Document excerpt:
__________________________________________________

KedroPipelineExplorer class parses a pipeline node
A simple example pipeline can be -

def create_pipeline(**kwargs) -> Pipeline:
    return pipeline(
        [
            node(
                func=preprocess_companies,
                inputs="companies",
                outputs="preprocessed_companies",
                name="preprocess_companies_node",
            ),
            node(
                func=preprocess_shuttles,
                inputs="shuttles",
                outputs="preprocessed_shuttles",
                name="preprocess_shuttles_node",
            ),
            node(
                func=create_model_input_table,
                inputs=["preprocessed_shuttles", "preprocessed_companies", "reviews"],
                outputs="model_input_table",
                name="create_model_input_table_node",
            ),
        ]
    )

__________________________________________________

[Entries from a point annotation set]
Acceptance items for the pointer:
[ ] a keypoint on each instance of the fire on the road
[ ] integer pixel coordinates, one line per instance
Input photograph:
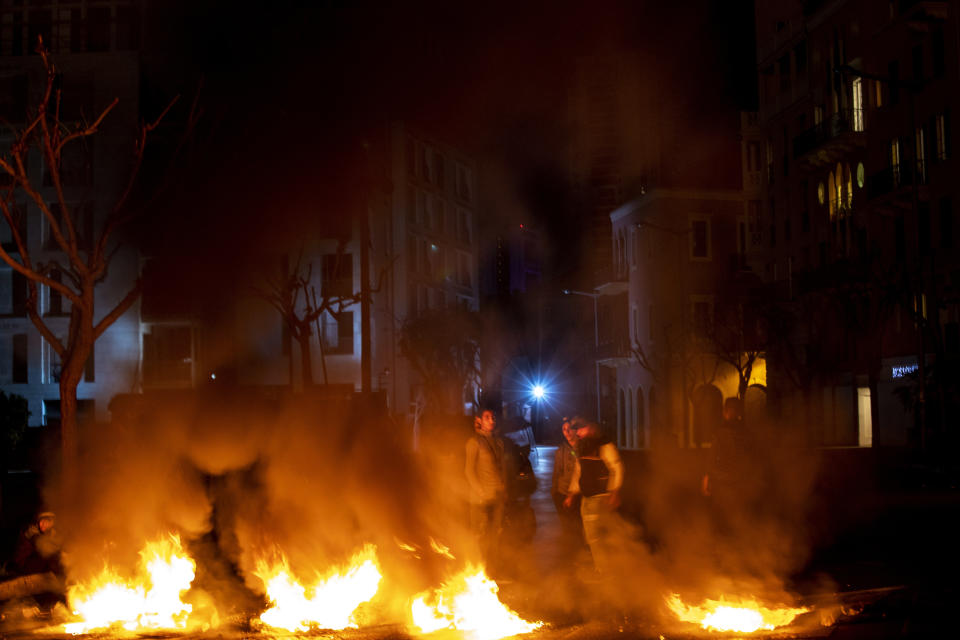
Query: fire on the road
(741, 615)
(330, 602)
(468, 603)
(150, 600)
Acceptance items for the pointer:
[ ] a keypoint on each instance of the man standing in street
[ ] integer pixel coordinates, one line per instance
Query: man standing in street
(598, 477)
(485, 469)
(564, 465)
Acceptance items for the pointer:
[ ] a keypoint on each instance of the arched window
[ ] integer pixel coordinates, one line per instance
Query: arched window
(620, 416)
(848, 178)
(627, 419)
(839, 185)
(832, 192)
(639, 438)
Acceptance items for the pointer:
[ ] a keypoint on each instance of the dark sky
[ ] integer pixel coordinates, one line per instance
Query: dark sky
(291, 88)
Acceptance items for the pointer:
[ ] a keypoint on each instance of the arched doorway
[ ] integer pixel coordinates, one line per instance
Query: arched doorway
(640, 435)
(707, 413)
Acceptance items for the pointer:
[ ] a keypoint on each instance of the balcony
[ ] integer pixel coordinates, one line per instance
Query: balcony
(892, 185)
(831, 140)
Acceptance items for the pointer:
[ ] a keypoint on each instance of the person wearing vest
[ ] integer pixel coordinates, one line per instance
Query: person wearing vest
(564, 464)
(485, 469)
(597, 478)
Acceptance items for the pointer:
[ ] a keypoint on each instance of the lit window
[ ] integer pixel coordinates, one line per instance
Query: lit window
(895, 161)
(857, 105)
(832, 191)
(941, 132)
(700, 239)
(921, 156)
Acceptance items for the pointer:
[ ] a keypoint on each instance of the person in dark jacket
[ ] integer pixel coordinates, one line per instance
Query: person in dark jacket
(598, 478)
(486, 471)
(38, 549)
(564, 466)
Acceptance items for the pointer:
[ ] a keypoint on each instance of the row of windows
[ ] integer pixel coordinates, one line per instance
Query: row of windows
(436, 214)
(71, 29)
(15, 358)
(428, 165)
(779, 77)
(631, 421)
(423, 298)
(439, 262)
(699, 239)
(81, 216)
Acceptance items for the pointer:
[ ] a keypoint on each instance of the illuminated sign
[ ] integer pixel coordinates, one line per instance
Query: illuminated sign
(901, 371)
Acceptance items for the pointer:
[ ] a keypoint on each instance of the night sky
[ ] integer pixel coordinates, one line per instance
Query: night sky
(291, 91)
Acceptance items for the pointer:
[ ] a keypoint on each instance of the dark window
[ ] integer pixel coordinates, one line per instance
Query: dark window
(893, 72)
(783, 68)
(128, 28)
(55, 307)
(20, 369)
(923, 227)
(946, 223)
(338, 333)
(702, 317)
(900, 244)
(951, 337)
(800, 58)
(937, 51)
(78, 30)
(168, 356)
(916, 56)
(337, 275)
(98, 29)
(700, 239)
(13, 98)
(39, 25)
(16, 42)
(440, 166)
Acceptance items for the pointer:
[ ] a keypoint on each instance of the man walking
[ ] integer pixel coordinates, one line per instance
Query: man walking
(598, 477)
(485, 469)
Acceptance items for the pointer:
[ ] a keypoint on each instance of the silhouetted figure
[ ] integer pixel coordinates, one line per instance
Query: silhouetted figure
(38, 549)
(564, 466)
(597, 478)
(486, 468)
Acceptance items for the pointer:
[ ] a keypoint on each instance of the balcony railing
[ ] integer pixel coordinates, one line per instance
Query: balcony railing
(840, 123)
(889, 180)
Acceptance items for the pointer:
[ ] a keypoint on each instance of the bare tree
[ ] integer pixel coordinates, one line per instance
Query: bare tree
(292, 293)
(85, 248)
(443, 347)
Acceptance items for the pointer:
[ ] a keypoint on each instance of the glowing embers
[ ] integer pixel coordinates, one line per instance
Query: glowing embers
(468, 603)
(151, 600)
(332, 600)
(741, 615)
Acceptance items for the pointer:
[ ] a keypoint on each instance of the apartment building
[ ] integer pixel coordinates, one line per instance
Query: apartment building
(857, 212)
(94, 45)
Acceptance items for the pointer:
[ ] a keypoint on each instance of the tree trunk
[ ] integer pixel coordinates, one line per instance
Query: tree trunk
(69, 432)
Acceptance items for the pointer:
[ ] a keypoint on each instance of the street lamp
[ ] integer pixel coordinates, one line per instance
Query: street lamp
(596, 339)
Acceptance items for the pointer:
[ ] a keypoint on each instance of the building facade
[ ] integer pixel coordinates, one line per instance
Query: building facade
(858, 233)
(94, 46)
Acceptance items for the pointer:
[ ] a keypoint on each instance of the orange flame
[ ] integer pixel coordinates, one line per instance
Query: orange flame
(329, 603)
(468, 603)
(149, 601)
(743, 615)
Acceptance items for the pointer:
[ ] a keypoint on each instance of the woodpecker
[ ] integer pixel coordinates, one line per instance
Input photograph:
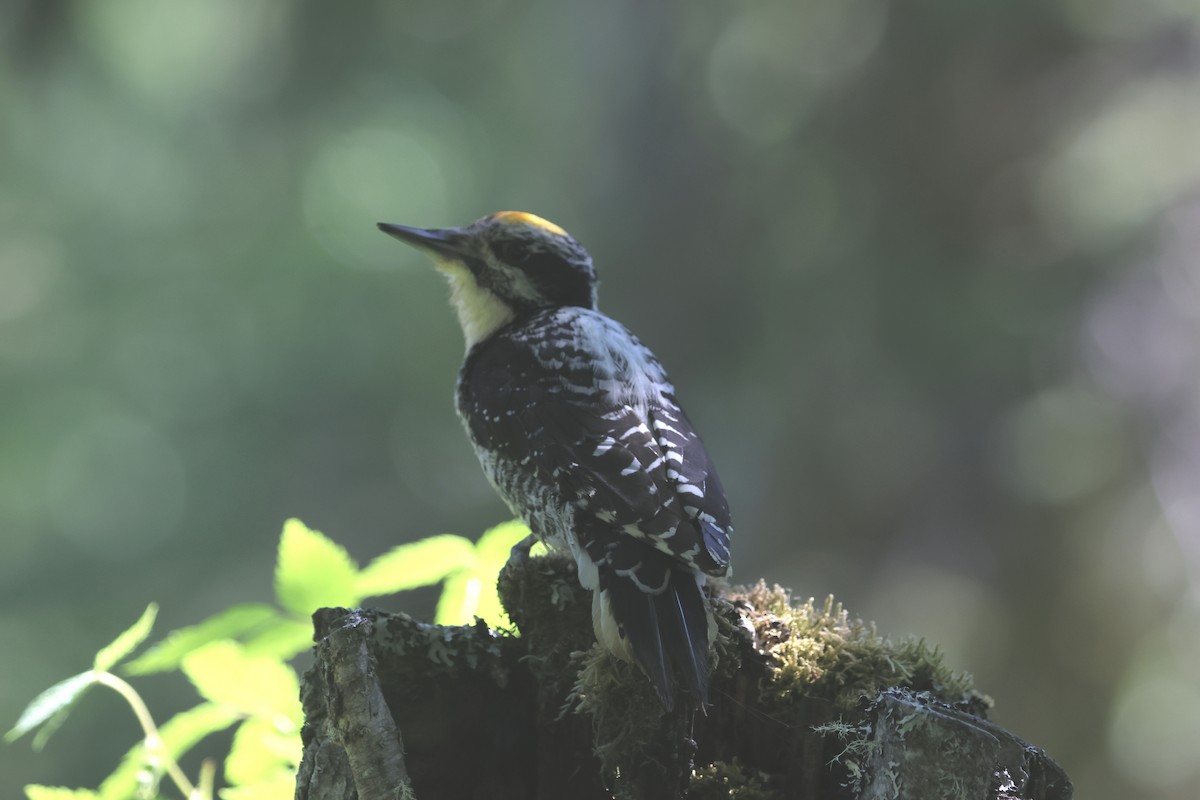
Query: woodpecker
(577, 428)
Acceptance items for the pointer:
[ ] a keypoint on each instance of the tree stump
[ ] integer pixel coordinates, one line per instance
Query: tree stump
(807, 703)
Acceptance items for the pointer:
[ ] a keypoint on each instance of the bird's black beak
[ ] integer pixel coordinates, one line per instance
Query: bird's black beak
(447, 242)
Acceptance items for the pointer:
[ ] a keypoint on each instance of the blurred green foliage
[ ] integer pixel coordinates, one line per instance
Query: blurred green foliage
(922, 270)
(238, 662)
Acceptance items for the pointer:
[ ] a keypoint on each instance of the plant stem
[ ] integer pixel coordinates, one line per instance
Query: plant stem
(153, 741)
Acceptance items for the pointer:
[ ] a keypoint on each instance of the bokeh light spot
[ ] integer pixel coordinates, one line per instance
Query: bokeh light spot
(1126, 166)
(384, 172)
(771, 62)
(1063, 444)
(115, 487)
(1153, 732)
(179, 54)
(28, 269)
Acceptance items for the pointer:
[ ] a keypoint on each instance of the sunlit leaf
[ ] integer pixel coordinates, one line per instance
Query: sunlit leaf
(228, 624)
(459, 600)
(35, 792)
(222, 672)
(280, 787)
(282, 638)
(489, 607)
(312, 571)
(495, 546)
(415, 564)
(53, 702)
(179, 735)
(261, 751)
(127, 641)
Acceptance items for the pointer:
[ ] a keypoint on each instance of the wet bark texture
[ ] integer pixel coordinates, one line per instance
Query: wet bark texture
(403, 709)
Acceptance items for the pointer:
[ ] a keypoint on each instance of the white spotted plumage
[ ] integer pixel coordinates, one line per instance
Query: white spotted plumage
(577, 427)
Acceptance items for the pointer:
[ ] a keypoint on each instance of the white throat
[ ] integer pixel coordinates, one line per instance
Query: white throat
(480, 312)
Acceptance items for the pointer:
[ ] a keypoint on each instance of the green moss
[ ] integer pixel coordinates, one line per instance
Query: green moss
(729, 781)
(820, 651)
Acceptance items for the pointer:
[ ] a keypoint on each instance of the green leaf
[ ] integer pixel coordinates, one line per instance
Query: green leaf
(257, 685)
(459, 600)
(280, 787)
(282, 639)
(312, 571)
(228, 624)
(53, 702)
(179, 735)
(127, 641)
(261, 751)
(415, 564)
(495, 546)
(35, 792)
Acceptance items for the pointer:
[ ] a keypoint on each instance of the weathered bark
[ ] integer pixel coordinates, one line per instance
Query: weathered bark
(805, 704)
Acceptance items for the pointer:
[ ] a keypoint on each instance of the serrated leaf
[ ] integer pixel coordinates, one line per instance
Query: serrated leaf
(415, 564)
(279, 787)
(52, 702)
(257, 685)
(312, 571)
(127, 641)
(459, 600)
(261, 751)
(35, 792)
(179, 735)
(228, 624)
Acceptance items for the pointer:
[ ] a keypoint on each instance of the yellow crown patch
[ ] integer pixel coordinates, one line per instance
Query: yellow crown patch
(522, 217)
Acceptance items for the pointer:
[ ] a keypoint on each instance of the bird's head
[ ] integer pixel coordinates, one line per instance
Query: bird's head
(504, 265)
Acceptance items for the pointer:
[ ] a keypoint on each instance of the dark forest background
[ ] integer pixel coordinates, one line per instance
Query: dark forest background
(925, 275)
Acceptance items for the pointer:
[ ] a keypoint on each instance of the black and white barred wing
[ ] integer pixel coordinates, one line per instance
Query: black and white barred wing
(642, 473)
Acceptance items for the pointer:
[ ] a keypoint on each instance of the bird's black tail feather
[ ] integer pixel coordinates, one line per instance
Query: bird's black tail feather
(667, 632)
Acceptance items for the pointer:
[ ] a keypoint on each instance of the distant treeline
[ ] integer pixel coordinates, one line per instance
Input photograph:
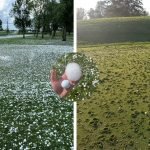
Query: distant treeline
(43, 16)
(113, 8)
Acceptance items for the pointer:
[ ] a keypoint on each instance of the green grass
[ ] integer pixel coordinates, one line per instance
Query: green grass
(31, 40)
(117, 116)
(112, 30)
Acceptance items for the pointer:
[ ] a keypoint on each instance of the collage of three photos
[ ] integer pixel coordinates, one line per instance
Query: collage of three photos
(74, 75)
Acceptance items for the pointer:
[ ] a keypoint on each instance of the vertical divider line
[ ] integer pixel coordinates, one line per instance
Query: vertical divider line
(75, 103)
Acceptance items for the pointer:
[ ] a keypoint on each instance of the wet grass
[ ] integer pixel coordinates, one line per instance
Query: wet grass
(112, 30)
(117, 116)
(32, 40)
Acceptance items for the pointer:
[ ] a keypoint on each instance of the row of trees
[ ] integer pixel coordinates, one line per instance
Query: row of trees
(45, 16)
(114, 8)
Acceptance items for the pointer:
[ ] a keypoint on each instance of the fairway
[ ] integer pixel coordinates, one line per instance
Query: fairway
(117, 116)
(31, 115)
(114, 30)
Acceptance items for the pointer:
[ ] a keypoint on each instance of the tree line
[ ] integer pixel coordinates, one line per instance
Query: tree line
(43, 16)
(113, 8)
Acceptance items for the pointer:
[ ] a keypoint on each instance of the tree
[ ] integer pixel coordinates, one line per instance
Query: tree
(21, 13)
(100, 10)
(1, 28)
(91, 13)
(65, 16)
(80, 13)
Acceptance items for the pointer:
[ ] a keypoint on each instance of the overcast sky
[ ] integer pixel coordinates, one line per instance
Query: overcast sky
(87, 4)
(5, 7)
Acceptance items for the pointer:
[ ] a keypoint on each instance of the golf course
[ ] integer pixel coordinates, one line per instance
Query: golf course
(32, 116)
(117, 115)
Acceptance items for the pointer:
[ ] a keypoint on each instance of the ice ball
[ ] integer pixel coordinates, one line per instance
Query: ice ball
(73, 71)
(65, 84)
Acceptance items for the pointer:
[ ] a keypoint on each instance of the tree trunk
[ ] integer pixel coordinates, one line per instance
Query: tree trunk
(64, 34)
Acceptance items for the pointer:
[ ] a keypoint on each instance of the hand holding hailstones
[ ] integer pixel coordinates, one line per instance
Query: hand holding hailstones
(67, 81)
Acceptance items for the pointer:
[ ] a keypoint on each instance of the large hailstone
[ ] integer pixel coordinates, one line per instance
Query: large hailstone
(73, 71)
(65, 84)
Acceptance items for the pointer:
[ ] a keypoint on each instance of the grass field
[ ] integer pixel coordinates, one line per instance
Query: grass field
(112, 30)
(31, 115)
(31, 40)
(117, 116)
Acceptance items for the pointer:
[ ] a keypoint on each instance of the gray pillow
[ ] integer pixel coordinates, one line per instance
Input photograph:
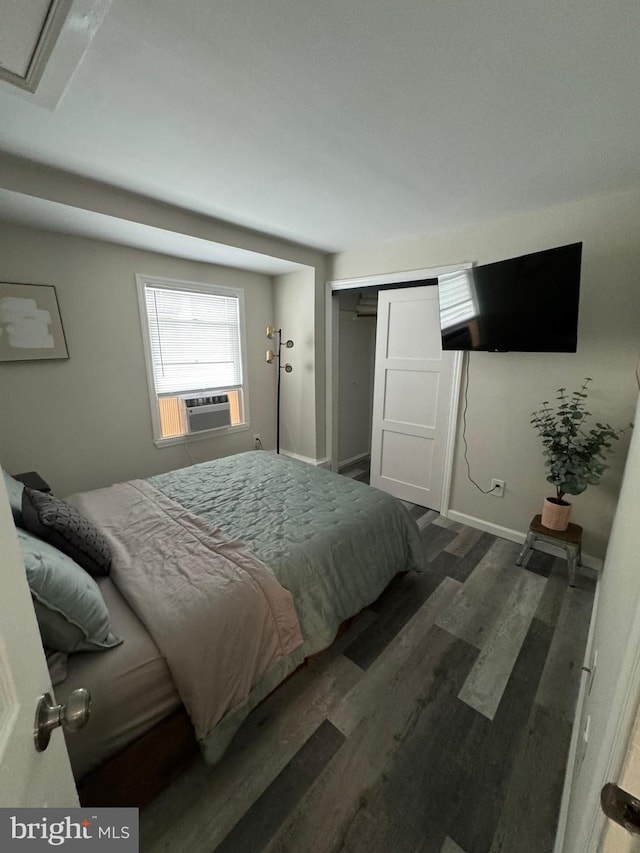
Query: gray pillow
(14, 490)
(71, 612)
(64, 527)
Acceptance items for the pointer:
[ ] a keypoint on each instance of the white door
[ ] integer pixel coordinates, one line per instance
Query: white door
(613, 688)
(411, 397)
(27, 778)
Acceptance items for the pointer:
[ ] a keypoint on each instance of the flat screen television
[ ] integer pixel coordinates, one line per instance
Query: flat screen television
(525, 304)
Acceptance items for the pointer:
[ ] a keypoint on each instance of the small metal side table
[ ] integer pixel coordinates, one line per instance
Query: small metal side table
(569, 539)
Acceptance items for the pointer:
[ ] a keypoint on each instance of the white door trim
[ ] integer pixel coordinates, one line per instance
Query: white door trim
(332, 356)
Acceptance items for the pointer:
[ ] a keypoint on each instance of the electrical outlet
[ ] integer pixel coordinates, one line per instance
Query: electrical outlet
(497, 488)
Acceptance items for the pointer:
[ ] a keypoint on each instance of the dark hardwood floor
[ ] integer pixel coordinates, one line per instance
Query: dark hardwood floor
(439, 721)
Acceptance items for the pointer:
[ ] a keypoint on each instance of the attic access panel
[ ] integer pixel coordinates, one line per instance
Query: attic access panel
(28, 34)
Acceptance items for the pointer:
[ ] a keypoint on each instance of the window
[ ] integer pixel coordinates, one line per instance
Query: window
(194, 347)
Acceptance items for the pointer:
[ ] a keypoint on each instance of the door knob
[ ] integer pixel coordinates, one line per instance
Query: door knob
(72, 716)
(621, 807)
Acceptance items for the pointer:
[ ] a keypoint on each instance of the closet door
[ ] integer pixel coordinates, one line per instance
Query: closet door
(411, 398)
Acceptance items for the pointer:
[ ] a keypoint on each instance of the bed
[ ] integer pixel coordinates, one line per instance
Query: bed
(302, 550)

__________________________________________________

Challenges:
a) From the Kedro pipeline excerpt, list the name given to each node.
b) In the Kedro pipeline excerpt, what output does the node using the create_model_input_table function produce?
c) Write a continuation of the Kedro pipeline excerpt, starting after its last line.

Answer list:
a)
preprocess_companies_node
preprocess_shuttles_node
create_model_input_table_node

b) model_input_table

c)
The corresponding AST -

FunctionDef(
  name='create_pipeline',
  args=arguments(
    posonlyargs=[],
    args=[],
    kwonlyargs=[],
    kw_defaults=[],
    kwarg=arg(arg='kwargs'),
    defaults=[]),
  body=[
    Return(
      value=Call(
        func=Name(id='pipeline', ctx=Load()),
        args=[
          List(
            elts=[
              Call(
                func=Name(id='node', ctx=Load()),
                args=[],
                keywords=[
                  keyword(
                    arg='func',
                    value=Name(id='preprocess_companies', ctx=Load())),
                  keyword(
                    arg='inputs',
                    value=Constant(value='companies')),
                  keyword(
                    arg='outputs',
                    value=Constant(value='preprocessed_companies')),
                  keyword(
                    arg='name',
                    value=Constant(value='preprocess_companies_node'))]),

We will create a Kedro Node using the tree above by extracting the node func args and kwargs
We will also extract the pipeline func args and kwargs
Once we create all the Kedro Nodes, we create a Kedro Pipeline. The pipeline can be a modular/namespace pipeline if the pipeline has a kwarg of namespace (WIP as node can also have a namespace)

Challenges -

Kedro Node has a kwarg func which is of type Callable -

Since we are dealing with strings, it is hard to compile the function without installing any dependency. The workaround in this PR dynamically creates a function with the name stored in func_name using exec. The exec function executes the string as Python code in the context of the globals() dictionary. This means that a new function named func_name with arbitrary arguments (*args and **kwargs) and an empty body (pass) is created in the global scope.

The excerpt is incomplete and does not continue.